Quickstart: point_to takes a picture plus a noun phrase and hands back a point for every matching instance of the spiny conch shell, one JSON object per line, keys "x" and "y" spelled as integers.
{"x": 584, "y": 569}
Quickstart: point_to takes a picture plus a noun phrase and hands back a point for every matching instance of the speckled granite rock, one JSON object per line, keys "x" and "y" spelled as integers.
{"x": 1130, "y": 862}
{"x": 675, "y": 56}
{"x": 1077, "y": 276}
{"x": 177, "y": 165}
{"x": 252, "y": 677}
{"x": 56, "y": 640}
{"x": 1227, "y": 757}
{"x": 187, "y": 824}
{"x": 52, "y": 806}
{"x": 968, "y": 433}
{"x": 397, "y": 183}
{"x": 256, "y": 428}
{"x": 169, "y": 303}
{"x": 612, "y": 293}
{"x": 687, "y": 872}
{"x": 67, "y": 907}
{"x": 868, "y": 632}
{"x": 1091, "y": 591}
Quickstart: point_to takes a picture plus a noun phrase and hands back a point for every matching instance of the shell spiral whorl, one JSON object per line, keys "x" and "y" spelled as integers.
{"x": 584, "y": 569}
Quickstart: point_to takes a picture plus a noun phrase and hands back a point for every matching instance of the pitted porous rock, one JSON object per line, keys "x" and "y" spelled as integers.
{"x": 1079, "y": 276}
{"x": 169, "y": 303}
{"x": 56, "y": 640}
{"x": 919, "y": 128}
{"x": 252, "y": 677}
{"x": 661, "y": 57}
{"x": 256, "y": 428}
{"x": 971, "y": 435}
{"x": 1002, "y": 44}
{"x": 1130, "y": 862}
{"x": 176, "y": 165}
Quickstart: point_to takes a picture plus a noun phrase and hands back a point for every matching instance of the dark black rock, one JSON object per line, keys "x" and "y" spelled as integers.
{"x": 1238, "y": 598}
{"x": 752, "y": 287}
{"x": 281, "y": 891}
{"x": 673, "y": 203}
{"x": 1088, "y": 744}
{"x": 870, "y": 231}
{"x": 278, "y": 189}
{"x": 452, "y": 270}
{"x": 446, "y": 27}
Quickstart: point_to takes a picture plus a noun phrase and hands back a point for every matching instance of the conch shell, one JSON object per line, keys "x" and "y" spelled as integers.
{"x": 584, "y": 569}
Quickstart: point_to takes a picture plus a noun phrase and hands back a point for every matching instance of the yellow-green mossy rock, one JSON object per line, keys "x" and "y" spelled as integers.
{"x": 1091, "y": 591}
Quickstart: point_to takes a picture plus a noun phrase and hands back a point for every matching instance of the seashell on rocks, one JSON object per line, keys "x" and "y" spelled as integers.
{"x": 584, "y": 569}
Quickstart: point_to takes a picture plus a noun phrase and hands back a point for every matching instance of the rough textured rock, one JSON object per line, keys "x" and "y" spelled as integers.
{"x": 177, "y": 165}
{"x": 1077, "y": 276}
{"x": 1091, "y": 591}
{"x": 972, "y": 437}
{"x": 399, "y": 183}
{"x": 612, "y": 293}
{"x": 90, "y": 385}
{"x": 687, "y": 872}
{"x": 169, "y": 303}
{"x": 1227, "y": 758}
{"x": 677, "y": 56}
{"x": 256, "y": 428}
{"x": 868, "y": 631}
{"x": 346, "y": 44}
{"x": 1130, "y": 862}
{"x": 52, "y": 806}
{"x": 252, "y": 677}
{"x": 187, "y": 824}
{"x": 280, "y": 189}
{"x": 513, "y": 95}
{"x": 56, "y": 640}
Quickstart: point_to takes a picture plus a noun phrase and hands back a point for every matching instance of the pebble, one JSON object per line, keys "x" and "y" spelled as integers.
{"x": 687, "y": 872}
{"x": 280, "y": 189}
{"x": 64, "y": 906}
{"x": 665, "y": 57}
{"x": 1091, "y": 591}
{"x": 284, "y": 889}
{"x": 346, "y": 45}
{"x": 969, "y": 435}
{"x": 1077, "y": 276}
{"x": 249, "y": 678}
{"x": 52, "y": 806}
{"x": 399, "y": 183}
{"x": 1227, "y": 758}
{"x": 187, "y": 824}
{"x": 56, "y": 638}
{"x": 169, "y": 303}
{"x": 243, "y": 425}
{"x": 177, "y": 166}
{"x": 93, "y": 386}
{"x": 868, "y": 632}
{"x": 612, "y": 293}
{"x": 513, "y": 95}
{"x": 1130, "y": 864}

====

-- What is asked --
Reproduce without any change everything from the line containing "the pebble, one" down to the end of the records, including both of those lines.

-- Answer to this task --
Quickstart: point_to takes a picture plus a noun phrase and hands back a point for every matching instance of the pebble, one JSON object per line, keys "x" and "y" spelled as integers.
{"x": 687, "y": 872}
{"x": 280, "y": 189}
{"x": 64, "y": 906}
{"x": 665, "y": 57}
{"x": 1091, "y": 591}
{"x": 284, "y": 889}
{"x": 346, "y": 45}
{"x": 969, "y": 435}
{"x": 1077, "y": 276}
{"x": 249, "y": 678}
{"x": 52, "y": 806}
{"x": 399, "y": 183}
{"x": 1227, "y": 758}
{"x": 187, "y": 824}
{"x": 56, "y": 638}
{"x": 169, "y": 303}
{"x": 243, "y": 425}
{"x": 177, "y": 166}
{"x": 93, "y": 386}
{"x": 868, "y": 632}
{"x": 612, "y": 293}
{"x": 513, "y": 95}
{"x": 1130, "y": 864}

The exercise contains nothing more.